-- start --

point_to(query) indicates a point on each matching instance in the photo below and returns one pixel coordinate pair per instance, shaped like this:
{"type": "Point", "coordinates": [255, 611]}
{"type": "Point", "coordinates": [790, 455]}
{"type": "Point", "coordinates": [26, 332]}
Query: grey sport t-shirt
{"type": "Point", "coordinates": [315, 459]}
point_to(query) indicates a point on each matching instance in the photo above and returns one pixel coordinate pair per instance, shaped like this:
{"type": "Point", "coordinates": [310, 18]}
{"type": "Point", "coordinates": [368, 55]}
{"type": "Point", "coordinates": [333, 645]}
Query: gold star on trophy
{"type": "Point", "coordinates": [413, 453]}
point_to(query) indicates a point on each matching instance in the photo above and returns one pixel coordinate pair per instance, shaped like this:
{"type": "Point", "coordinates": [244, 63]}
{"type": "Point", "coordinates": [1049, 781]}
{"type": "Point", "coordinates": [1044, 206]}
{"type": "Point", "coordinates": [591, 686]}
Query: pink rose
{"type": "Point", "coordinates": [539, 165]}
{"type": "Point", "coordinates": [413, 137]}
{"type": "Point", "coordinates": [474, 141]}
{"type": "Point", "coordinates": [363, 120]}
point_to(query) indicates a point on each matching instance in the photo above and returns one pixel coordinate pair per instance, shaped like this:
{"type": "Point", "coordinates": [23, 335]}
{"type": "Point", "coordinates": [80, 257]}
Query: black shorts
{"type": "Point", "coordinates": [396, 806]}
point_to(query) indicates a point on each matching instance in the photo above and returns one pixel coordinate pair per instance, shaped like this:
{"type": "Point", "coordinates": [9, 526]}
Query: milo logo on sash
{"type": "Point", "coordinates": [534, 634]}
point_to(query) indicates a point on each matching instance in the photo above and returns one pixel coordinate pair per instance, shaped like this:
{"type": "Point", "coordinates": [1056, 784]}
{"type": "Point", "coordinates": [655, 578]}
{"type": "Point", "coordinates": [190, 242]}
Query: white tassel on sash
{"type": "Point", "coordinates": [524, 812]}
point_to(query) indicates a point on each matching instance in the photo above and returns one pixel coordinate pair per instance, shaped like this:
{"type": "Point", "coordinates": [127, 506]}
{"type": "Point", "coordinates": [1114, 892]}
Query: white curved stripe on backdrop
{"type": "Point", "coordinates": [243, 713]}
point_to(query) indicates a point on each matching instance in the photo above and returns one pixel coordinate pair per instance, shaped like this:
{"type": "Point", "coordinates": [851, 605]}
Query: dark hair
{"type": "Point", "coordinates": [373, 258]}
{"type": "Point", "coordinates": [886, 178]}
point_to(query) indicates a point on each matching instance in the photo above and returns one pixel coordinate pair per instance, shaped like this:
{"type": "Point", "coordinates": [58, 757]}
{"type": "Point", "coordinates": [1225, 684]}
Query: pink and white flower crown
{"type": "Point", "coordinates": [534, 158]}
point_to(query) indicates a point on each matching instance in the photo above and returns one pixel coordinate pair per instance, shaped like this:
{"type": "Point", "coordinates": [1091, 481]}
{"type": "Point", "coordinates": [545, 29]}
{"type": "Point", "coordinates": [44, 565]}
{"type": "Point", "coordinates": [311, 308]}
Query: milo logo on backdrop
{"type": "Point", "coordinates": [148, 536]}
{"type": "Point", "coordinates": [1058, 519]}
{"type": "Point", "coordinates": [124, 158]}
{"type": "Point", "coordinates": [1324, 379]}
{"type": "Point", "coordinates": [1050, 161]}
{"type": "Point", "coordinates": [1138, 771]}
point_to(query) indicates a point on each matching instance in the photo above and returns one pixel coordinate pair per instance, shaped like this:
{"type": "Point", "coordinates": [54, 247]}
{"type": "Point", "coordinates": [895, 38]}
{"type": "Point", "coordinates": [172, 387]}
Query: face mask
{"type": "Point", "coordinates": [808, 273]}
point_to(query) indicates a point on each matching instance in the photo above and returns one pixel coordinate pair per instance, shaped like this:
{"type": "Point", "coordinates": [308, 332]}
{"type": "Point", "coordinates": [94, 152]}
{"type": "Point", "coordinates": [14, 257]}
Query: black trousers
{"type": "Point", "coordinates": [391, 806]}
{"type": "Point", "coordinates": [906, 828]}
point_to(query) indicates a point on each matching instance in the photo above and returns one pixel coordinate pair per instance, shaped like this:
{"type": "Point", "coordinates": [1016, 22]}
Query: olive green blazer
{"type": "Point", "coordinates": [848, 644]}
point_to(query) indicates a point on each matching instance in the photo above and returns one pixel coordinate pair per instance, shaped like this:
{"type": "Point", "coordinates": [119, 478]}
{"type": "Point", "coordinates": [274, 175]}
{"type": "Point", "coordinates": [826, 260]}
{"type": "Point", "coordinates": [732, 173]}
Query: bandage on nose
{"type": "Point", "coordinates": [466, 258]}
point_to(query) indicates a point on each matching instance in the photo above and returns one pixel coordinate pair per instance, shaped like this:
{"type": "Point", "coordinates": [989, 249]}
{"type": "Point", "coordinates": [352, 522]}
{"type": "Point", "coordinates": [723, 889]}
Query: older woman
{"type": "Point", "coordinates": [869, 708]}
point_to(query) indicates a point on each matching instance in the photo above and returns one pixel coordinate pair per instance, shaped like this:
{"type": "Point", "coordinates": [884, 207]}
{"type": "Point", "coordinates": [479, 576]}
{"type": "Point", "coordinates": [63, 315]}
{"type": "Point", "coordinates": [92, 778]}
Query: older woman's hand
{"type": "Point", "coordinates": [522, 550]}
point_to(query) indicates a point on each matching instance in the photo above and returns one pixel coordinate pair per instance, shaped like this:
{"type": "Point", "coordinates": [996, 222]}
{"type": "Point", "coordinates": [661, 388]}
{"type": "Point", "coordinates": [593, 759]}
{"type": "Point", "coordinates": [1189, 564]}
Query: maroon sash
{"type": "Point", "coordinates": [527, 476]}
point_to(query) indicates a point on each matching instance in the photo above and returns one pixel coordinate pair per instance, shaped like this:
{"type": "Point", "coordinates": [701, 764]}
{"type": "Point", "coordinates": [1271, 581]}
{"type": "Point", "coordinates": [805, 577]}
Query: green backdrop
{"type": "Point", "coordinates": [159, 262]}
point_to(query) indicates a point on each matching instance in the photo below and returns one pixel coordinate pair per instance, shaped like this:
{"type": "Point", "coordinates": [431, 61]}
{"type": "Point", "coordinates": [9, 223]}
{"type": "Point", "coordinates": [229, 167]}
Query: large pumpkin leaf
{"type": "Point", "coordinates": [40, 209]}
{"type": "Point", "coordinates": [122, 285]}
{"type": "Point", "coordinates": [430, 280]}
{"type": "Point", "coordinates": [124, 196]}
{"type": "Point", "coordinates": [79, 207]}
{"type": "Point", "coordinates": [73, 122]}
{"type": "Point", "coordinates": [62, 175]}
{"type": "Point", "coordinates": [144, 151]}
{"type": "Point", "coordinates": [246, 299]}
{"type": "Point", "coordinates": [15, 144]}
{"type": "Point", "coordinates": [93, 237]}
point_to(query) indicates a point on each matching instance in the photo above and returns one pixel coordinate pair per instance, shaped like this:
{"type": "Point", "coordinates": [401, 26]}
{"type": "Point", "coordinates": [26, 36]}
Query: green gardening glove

-- end --

> **Directions for this task**: Quote the whole listing above, leaving nothing out.

> **Answer for the task**:
point_to(query) indicates a point on each matching instance in the photo below and returns one pixel coordinate pair per instance, shaped like this:
{"type": "Point", "coordinates": [255, 611]}
{"type": "Point", "coordinates": [790, 455]}
{"type": "Point", "coordinates": [26, 332]}
Query: grey sport t-shirt
{"type": "Point", "coordinates": [315, 459]}
point_to(query) indicates a point on each matching instance in the photo above and returns one pixel coordinate pair per instance, shaped like this:
{"type": "Point", "coordinates": [310, 18]}
{"type": "Point", "coordinates": [368, 55]}
{"type": "Point", "coordinates": [333, 645]}
Query: gold star on trophy
{"type": "Point", "coordinates": [413, 453]}
point_to(query) indicates a point on each matching instance in the photo above and returns one pixel coordinate pair per instance, shaped like this:
{"type": "Point", "coordinates": [244, 63]}
{"type": "Point", "coordinates": [1049, 781]}
{"type": "Point", "coordinates": [1044, 206]}
{"type": "Point", "coordinates": [591, 686]}
Query: pink rose
{"type": "Point", "coordinates": [539, 165]}
{"type": "Point", "coordinates": [413, 137]}
{"type": "Point", "coordinates": [474, 141]}
{"type": "Point", "coordinates": [363, 120]}
point_to(query) indicates a point on each matching instance in the photo above and returns one pixel coordinate pair per instance, shaped like this:
{"type": "Point", "coordinates": [23, 335]}
{"type": "Point", "coordinates": [80, 257]}
Query: black shorts
{"type": "Point", "coordinates": [396, 806]}
point_to(query) indicates a point on each matching instance in the photo above and returns one pixel coordinate pair per instance, shaped like this:
{"type": "Point", "coordinates": [9, 526]}
Query: milo logo on sash
{"type": "Point", "coordinates": [534, 634]}
point_to(query) indicates a point on each matching instance in the photo above and returns one pixel coordinate pair per instance, shaped like this:
{"type": "Point", "coordinates": [1056, 784]}
{"type": "Point", "coordinates": [655, 578]}
{"type": "Point", "coordinates": [190, 242]}
Query: white tassel on sash
{"type": "Point", "coordinates": [524, 812]}
point_to(query) indicates a point on each matching instance in the photo above and returns one pixel coordinate pair per instance, shaped like this:
{"type": "Point", "coordinates": [127, 506]}
{"type": "Point", "coordinates": [1114, 892]}
Query: white curved stripe on backdrop
{"type": "Point", "coordinates": [243, 713]}
point_to(query) indicates a point on each matching instance in the photo above and returns one pixel coordinate pair per instance, shaped like this:
{"type": "Point", "coordinates": [851, 605]}
Query: dark hair
{"type": "Point", "coordinates": [373, 258]}
{"type": "Point", "coordinates": [886, 178]}
point_to(query) indicates a point on each matching instance in the photo above and returns one pixel coordinate pair per instance, shaped like this:
{"type": "Point", "coordinates": [58, 757]}
{"type": "Point", "coordinates": [1225, 684]}
Query: pink and white flower crown
{"type": "Point", "coordinates": [534, 158]}
point_to(query) indicates a point on each matching instance in the photo above and returns one pixel coordinate pair per instance, shaped like this:
{"type": "Point", "coordinates": [1091, 481]}
{"type": "Point", "coordinates": [545, 29]}
{"type": "Point", "coordinates": [44, 565]}
{"type": "Point", "coordinates": [311, 308]}
Query: milo logo on backdrop
{"type": "Point", "coordinates": [148, 536]}
{"type": "Point", "coordinates": [1058, 519]}
{"type": "Point", "coordinates": [124, 158]}
{"type": "Point", "coordinates": [1324, 379]}
{"type": "Point", "coordinates": [1050, 161]}
{"type": "Point", "coordinates": [1138, 771]}
point_to(query) indicates a point on each matching instance in the photo above and returns one pixel coordinate pair per instance, shaped like this:
{"type": "Point", "coordinates": [54, 247]}
{"type": "Point", "coordinates": [895, 38]}
{"type": "Point", "coordinates": [172, 387]}
Query: face mask
{"type": "Point", "coordinates": [808, 273]}
point_to(query) indicates a point on each matching instance in the photo above and returns one pixel coordinate pair per instance, shaped like this:
{"type": "Point", "coordinates": [308, 332]}
{"type": "Point", "coordinates": [94, 152]}
{"type": "Point", "coordinates": [14, 257]}
Query: black trousers
{"type": "Point", "coordinates": [391, 806]}
{"type": "Point", "coordinates": [906, 828]}
point_to(query) indicates a point on each matching instance in the photo above and returns one pixel coordinate pair per instance, shaped like this:
{"type": "Point", "coordinates": [1016, 22]}
Query: olive green blazer
{"type": "Point", "coordinates": [848, 644]}
point_to(query) indicates a point on each matching instance in the photo above and returns one pixel coordinate pair per instance, shaped like this:
{"type": "Point", "coordinates": [119, 478]}
{"type": "Point", "coordinates": [274, 175]}
{"type": "Point", "coordinates": [826, 260]}
{"type": "Point", "coordinates": [732, 173]}
Query: bandage on nose
{"type": "Point", "coordinates": [466, 258]}
point_to(query) indicates a point on each matching instance in the photo above and returns one pixel coordinate pair per instance, shaped like this:
{"type": "Point", "coordinates": [989, 249]}
{"type": "Point", "coordinates": [352, 522]}
{"type": "Point", "coordinates": [723, 889]}
Query: older woman
{"type": "Point", "coordinates": [869, 708]}
point_to(query) indicates a point on each matching instance in the photo above and returns one pixel coordinate pair per instance, shaped like this:
{"type": "Point", "coordinates": [884, 207]}
{"type": "Point", "coordinates": [479, 576]}
{"type": "Point", "coordinates": [63, 315]}
{"type": "Point", "coordinates": [92, 778]}
Query: older woman's hand
{"type": "Point", "coordinates": [522, 550]}
point_to(query) indicates a point on each matching instance in the photo above and returns one pixel coordinate pair per instance, shaped like this:
{"type": "Point", "coordinates": [996, 222]}
{"type": "Point", "coordinates": [661, 388]}
{"type": "Point", "coordinates": [593, 759]}
{"type": "Point", "coordinates": [1189, 564]}
Query: maroon sash
{"type": "Point", "coordinates": [527, 476]}
point_to(query) indicates a point on each matching instance in the photo above and returns one pixel coordinate pair per instance, shaped like this:
{"type": "Point", "coordinates": [701, 764]}
{"type": "Point", "coordinates": [1271, 581]}
{"type": "Point", "coordinates": [805, 577]}
Query: green backdrop
{"type": "Point", "coordinates": [159, 262]}
point_to(query) indicates a point on each matching instance in the photo below and returns one pixel coordinate pair per instance, shaped like this:
{"type": "Point", "coordinates": [431, 61]}
{"type": "Point", "coordinates": [9, 223]}
{"type": "Point", "coordinates": [229, 167]}
Query: large pumpkin leaf
{"type": "Point", "coordinates": [40, 209]}
{"type": "Point", "coordinates": [122, 285]}
{"type": "Point", "coordinates": [430, 280]}
{"type": "Point", "coordinates": [124, 196]}
{"type": "Point", "coordinates": [79, 207]}
{"type": "Point", "coordinates": [73, 122]}
{"type": "Point", "coordinates": [62, 175]}
{"type": "Point", "coordinates": [144, 151]}
{"type": "Point", "coordinates": [246, 299]}
{"type": "Point", "coordinates": [15, 144]}
{"type": "Point", "coordinates": [93, 237]}
point_to(query) indicates a point on each matching instance in the photo above and returns one pixel coordinate pair per instance, shaped like this:
{"type": "Point", "coordinates": [401, 26]}
{"type": "Point", "coordinates": [26, 36]}
Query: green gardening glove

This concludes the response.